TASK OBJECTIVE: Give the following records again in full and without alteration.

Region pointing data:

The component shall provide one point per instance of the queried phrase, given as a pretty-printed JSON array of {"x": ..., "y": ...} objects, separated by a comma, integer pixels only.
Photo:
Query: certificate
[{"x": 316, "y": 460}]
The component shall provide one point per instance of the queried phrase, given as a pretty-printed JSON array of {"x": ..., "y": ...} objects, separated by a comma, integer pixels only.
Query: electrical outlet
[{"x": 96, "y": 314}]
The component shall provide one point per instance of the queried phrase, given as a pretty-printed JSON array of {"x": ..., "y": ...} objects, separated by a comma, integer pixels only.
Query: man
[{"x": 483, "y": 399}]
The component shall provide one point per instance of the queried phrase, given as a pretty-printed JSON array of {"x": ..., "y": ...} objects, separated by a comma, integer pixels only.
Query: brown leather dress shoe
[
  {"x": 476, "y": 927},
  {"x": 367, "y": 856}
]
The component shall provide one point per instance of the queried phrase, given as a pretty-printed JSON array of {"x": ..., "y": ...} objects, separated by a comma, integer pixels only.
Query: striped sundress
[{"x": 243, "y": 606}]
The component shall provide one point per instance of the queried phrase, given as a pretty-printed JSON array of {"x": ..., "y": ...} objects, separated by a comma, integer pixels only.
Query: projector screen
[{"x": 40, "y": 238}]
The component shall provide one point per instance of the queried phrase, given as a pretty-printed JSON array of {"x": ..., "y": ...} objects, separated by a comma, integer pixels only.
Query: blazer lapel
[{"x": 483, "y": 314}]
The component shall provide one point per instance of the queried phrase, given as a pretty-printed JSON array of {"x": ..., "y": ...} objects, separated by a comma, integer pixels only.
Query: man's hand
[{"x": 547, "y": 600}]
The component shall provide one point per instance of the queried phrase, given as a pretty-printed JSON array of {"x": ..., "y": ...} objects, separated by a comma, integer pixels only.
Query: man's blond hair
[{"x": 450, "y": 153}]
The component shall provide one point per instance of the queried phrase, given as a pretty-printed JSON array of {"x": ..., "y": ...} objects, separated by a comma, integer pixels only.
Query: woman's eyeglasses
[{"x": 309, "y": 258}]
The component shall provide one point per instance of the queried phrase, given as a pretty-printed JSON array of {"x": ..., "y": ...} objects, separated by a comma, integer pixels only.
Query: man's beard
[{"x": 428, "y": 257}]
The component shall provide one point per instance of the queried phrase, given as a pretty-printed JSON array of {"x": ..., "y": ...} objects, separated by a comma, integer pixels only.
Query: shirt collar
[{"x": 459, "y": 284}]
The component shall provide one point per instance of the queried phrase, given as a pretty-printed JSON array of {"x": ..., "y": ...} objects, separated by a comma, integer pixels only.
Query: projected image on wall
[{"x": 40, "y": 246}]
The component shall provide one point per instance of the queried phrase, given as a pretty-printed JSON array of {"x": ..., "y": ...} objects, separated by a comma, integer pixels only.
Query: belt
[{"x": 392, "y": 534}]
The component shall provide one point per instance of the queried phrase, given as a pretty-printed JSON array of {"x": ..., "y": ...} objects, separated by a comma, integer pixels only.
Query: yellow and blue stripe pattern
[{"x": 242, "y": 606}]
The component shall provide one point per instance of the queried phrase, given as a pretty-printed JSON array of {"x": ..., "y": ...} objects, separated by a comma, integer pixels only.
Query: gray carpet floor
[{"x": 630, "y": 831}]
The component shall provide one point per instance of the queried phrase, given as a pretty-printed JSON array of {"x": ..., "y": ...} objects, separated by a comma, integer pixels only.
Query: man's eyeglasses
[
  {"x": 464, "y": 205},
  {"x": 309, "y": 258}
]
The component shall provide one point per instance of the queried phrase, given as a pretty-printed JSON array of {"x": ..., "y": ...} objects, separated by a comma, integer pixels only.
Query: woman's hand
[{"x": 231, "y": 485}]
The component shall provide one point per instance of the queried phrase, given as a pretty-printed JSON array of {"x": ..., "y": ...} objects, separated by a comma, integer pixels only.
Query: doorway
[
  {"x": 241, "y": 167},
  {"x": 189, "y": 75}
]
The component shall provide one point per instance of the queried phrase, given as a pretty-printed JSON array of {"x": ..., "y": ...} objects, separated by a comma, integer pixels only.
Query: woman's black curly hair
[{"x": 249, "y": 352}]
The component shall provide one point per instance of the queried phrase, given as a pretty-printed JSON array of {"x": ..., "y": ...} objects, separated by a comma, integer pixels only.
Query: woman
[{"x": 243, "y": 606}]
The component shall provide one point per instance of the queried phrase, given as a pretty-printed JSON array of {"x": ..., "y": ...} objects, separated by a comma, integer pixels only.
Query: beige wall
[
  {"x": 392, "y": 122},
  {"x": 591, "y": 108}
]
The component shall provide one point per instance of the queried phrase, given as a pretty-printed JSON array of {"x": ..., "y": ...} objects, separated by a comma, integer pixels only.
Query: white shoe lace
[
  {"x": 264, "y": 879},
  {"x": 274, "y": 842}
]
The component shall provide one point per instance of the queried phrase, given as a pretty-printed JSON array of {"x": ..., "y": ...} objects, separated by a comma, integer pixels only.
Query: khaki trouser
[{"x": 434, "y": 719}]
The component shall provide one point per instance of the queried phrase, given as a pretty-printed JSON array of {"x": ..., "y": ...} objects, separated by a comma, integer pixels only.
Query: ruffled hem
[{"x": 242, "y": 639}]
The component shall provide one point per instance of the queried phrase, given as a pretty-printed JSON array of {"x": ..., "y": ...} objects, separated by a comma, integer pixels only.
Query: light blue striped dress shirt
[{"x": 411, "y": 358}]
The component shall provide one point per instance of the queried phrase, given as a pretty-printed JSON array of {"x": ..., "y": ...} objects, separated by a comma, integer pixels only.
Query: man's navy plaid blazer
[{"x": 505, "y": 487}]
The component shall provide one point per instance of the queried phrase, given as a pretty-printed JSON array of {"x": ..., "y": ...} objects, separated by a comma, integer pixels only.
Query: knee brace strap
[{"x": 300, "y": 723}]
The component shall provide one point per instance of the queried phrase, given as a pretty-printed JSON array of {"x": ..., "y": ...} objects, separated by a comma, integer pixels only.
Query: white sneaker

RESULT BELOW:
The component shall provide one point per instance of the queried phrase, given as a pretty-printed JSON array of {"x": ..., "y": ...} objects, separated by a comma, integer pixels only.
Photo:
Query: certificate
[{"x": 316, "y": 460}]
The component shall provide one point per instance of the queried phrase, given as a pretty-printed JSON array of {"x": ..., "y": ...} objects, separated by a comma, integer pixels only.
Query: electrical outlet
[{"x": 96, "y": 314}]
The component shall provide one point per instance of the queried phrase, given as a pretty-printed JSON array of {"x": ..., "y": ...} objects, separated by a comma, integer pixels only.
Query: man
[{"x": 483, "y": 399}]
The component shall provide one point per instance of the queried phrase, given as a pretty-printed JSON array of {"x": ..., "y": ...} objects, separated by a comma, integer pixels only.
Query: brown leather dress shoe
[
  {"x": 476, "y": 927},
  {"x": 367, "y": 856}
]
The component shall provide one point per instance of the queried phrase, given as a pretty-printed JSON array of {"x": ..., "y": ...} objects, separated by a comma, integer pixels only.
Query: striped sundress
[{"x": 243, "y": 606}]
The component shall provide one point per instance of the queried phrase, given as a pretty-printed JSON array of {"x": ..., "y": ...} objects, separated by a comma, integer pixels only.
Query: projector screen
[{"x": 40, "y": 238}]
The component shall provide one point per instance of the queried phrase, given as a pretty-printed JSON array of {"x": ..., "y": ...} objects, separated by a comma, integer pixels only.
Query: blazer lapel
[{"x": 483, "y": 314}]
The component shall provide one point per instance of the queried phrase, given as a pretty-printed JSON array of {"x": ..., "y": ...} objects, separated by a comma, integer pixels only.
Query: man's hand
[{"x": 547, "y": 600}]
The component shall provide one point per instance of the queried phrase, given as a pretty-printed JSON array of {"x": ..., "y": ...} objects, separated by a comma, integer pixels only.
Query: man's blond hair
[{"x": 450, "y": 153}]
The component shall provide one point per instance of the queried phrase, given as a pretty-printed JSON array of {"x": ..., "y": ...} objects, separated by a comma, integer pixels only.
Query: woman's eyeglasses
[{"x": 309, "y": 258}]
The component shall provide one point per instance of the queried phrase, given as a pretty-printed JSON array of {"x": ..., "y": ...} objects, separated by a comma, integer pixels only.
Query: man's beard
[{"x": 428, "y": 257}]
The component shall provide one point per instance of the queried phrase, given as a pretty-printed JSON array of {"x": ..., "y": ...} objects, separated by a comma, integer pixels only.
Query: shirt collar
[{"x": 459, "y": 284}]
The component shall provide one point per instance of the queried phrase, given as a pretty-printed JSON array of {"x": ..., "y": ...} objects, separated by a comma, integer pixels only.
Query: projected image on wall
[{"x": 40, "y": 246}]
The component shall provide one point per instance of the queried phrase, given as a pretty-printed JSON array of {"x": ..., "y": ...} objects, separated by a comma, integer pixels only.
Query: belt
[{"x": 392, "y": 534}]
The component shall provide one point per instance of the queried phrase, given as a pretty-printed JSON array of {"x": ..., "y": ...} objects, separated by a comma, integer pixels only.
Query: yellow and blue stripe pattern
[{"x": 242, "y": 606}]
The component shall provide one point per instance of the queried phrase, given as a pretty-printed JSON array of {"x": ..., "y": ...} objects, separated by a comma, integer pixels only.
Query: gray carpet floor
[{"x": 630, "y": 831}]
The component shall provide one point per instance of the queried phrase, given as a pretty-printed JSON array of {"x": ..., "y": ...} objects, separated by a comma, integer pixels only.
Query: man's eyeglasses
[
  {"x": 464, "y": 205},
  {"x": 309, "y": 258}
]
The component shall provide one point per instance of the queried phrase, given as a pretty-printed JSON array of {"x": ..., "y": ...} objects, separated by a comma, integer pixels only.
Query: woman's hand
[{"x": 231, "y": 485}]
The component shall provide one point per instance of the queried phrase, given as a pretty-printed JSON array of {"x": ..., "y": ...} objects, separated by a comma, integer pixels only.
Query: doorway
[
  {"x": 241, "y": 167},
  {"x": 189, "y": 75}
]
The component shall provide one point per instance of the queried phrase, given as a pretty-printed JSON array of {"x": ..., "y": ...} objects, separated by a comma, integer pixels only.
Query: woman's black curly hair
[{"x": 249, "y": 352}]
The component shall provide one point per instance of the queried phrase, given as a pretty-printed JSON array of {"x": ..., "y": ...} objects, separated by a comma, integer pixels only.
Query: woman
[{"x": 243, "y": 606}]
The component shall provide one point per instance of the queried phrase, given as a pretty-printed JSON array of {"x": ..., "y": ...} objects, separated by a comma, integer pixels only.
Query: beige wall
[
  {"x": 392, "y": 122},
  {"x": 591, "y": 108}
]
The component shall provide one point per instance of the queried phrase, given as a pretty-printed JSON array of {"x": ..., "y": ...} objects, separated by a comma, integer pixels only.
Query: white shoe lace
[
  {"x": 264, "y": 879},
  {"x": 274, "y": 842}
]
The component shall provide one point per instance of the queried phrase, given as a pretty-printed JSON array of {"x": ..., "y": ...} objects, separated by a comma, integer pixels only.
Query: khaki trouser
[{"x": 434, "y": 719}]
The component shall provide one point per instance of the queried phrase, given as a pretty-printed JSON array of {"x": ..., "y": ...} objects, separated by a comma, integer pixels only.
Query: ruffled hem
[{"x": 242, "y": 639}]
The component shall provide one point per instance of the queried phrase, given as a pretty-printed JSON array of {"x": ..., "y": ...} objects, separated by a comma, integer pixels only.
Query: light blue striped dress shirt
[{"x": 411, "y": 358}]
The component shall provide one point per instance of the queried phrase, given as a pretty-printed JSON array of {"x": ..., "y": ...} objects, separated by a comma, integer pixels only.
Query: man's navy plaid blazer
[{"x": 505, "y": 487}]
The component shall provide one point per instance of the queried phrase, given as a pretty-printed JSON array of {"x": ..., "y": ...} objects, separated by a comma, integer pixels only.
Query: knee brace strap
[{"x": 300, "y": 723}]
The component shall provide one point per instance of the queried phrase, given as a pretty-printed JSON array of {"x": ..., "y": ...} objects, separated by a comma, integer pixels only.
Query: white sneaker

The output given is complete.